TASK: Each line of the material below should be reproduced exactly.

### STORED ROWS

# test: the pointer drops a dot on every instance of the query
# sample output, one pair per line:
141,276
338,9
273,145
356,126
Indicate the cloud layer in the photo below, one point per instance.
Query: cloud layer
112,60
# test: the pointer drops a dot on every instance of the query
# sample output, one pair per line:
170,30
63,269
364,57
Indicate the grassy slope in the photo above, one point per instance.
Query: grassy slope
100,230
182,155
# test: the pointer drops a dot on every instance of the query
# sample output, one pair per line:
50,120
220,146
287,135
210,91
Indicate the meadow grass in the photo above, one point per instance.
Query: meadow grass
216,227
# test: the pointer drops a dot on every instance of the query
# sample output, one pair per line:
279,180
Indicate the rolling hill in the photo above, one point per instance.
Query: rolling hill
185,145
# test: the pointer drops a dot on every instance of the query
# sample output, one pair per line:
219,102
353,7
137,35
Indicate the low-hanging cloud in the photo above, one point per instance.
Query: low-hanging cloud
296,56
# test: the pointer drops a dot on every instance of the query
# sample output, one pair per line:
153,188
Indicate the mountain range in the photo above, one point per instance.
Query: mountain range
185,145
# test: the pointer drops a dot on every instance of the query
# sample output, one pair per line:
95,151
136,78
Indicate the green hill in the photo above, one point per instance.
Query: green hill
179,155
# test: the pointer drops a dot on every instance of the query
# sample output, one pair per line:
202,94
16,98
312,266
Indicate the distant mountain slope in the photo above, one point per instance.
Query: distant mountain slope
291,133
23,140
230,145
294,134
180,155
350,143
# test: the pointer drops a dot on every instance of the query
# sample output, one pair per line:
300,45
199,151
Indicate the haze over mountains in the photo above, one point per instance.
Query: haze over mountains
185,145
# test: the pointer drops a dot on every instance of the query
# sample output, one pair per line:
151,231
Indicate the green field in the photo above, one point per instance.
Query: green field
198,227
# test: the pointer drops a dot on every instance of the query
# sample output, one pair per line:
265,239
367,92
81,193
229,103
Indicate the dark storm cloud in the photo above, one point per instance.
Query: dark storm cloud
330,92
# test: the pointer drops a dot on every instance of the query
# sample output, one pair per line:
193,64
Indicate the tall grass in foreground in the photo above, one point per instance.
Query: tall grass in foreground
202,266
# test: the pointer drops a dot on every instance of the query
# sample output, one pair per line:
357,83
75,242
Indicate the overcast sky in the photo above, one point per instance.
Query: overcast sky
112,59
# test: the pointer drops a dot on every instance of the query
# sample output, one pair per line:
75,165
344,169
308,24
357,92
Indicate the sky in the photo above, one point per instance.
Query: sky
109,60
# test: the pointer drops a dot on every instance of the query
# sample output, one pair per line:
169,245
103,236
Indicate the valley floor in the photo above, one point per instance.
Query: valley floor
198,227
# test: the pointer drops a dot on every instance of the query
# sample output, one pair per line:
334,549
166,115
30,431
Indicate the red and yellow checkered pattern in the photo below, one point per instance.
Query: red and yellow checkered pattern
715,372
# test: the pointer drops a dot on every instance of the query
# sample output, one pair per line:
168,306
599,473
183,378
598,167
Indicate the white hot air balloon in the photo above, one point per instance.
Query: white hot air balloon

######

ANSWER:
# test: the pointer drops a dot on every instance of the query
# sample output, one pair per line:
141,276
338,9
273,145
356,126
Indicate the cloud layer in the photo below, one point per instance.
Query: cloud layer
112,60
# test: the pointer drops a dot on every instance of the query
# sample output, one pair per line:
170,30
63,269
364,57
Indicate the grassy slope in the photo above, one point per instance.
Query: grassy slope
100,230
182,155
# test: the pointer drops a dot on every instance of the query
# sample output, one pair per line:
50,120
220,146
287,135
210,91
Indicate the meadow grass in the photo above, one point per instance.
Query: meadow grass
216,227
# test: the pointer drops a dot on every instance of the query
# sample output, one pair per line:
279,180
Indicate the rolling hill in the photo above, one point per instance.
Query: rolling hill
185,145
# test: the pointer drops a dot on every instance of the query
# sample output, one pair per line:
219,102
353,7
137,35
Indicate the low-hanging cloud in the photo above, one point per instance.
Query: low-hanging cloud
296,56
# test: the pointer drops a dot on every instance of the query
# sample output, one pair per line:
153,188
Indicate the mountain range in the photo above, one point per instance.
Query: mountain range
185,145
# test: the pointer drops a dot on every instance of the query
# sample output, one pair per line:
95,151
136,78
Indicate the green hill in the photo above, one point per instance.
Query: green hill
179,155
# test: the pointer drops a dot on every instance of the query
# sample output, one pair per line:
202,94
16,98
312,266
Indicate the distant mountain slope in the photo above, one point per instance.
Query: distant mountain slope
291,133
23,140
230,145
294,134
180,155
350,143
# test: the pointer drops a dot on every instance of the query
# sample output, one pair per line:
300,45
199,151
Indicate the haze over mountains in the photo above, one point per instance.
Query: haze over mountains
185,145
# test: the pointer drops a dot on every instance of the query
# sample output, one pair per line:
151,231
Indicate the green field in the photo above, one point per instance.
Query: green field
198,227
# test: the pointer drops a dot on every instance of the query
# sample output, one pair per line:
265,239
367,92
81,193
229,103
Indicate the dark storm cloud in the photo above, one point per instance.
Query: dark storm cloud
330,92
# test: the pointer drops a dot on every instance of the query
# sample output, one pair per line:
193,64
Indicate the tall grass in foreground in the photo above, one point per instance.
Query: tall grass in foreground
202,266
# test: the pointer drops a dot on every instance of the query
# sample output, one pair per line:
357,83
75,242
Indicate the overcast sky in the photo above, one point per instance.
Query: overcast sky
112,59
# test: the pointer drops a dot on every instance of the query
# sample output, one pair per line:
75,165
344,169
308,24
357,92
Indicate the sky in the photo above, one point per instance.
Query: sky
109,60
# test: the pointer drops a dot on every instance of the query
# sample output, one pair per line:
169,245
103,236
Indicate the valley floor in the photo above, one point per instance.
Query: valley floor
198,227
# test: the pointer drops a dot on every instance of the query
# sample output, one pair per line:
334,549
166,115
30,431
Indicate the red and yellow checkered pattern in the photo below, one point per instance.
Query: red and yellow checkered pattern
715,372
# test: the pointer drops a dot on every instance of the query
# sample output, one pair per line:
168,306
599,473
183,378
598,167
Indicate the white hot air balloon in the photo above, one point per instance.
Query: white hot air balloon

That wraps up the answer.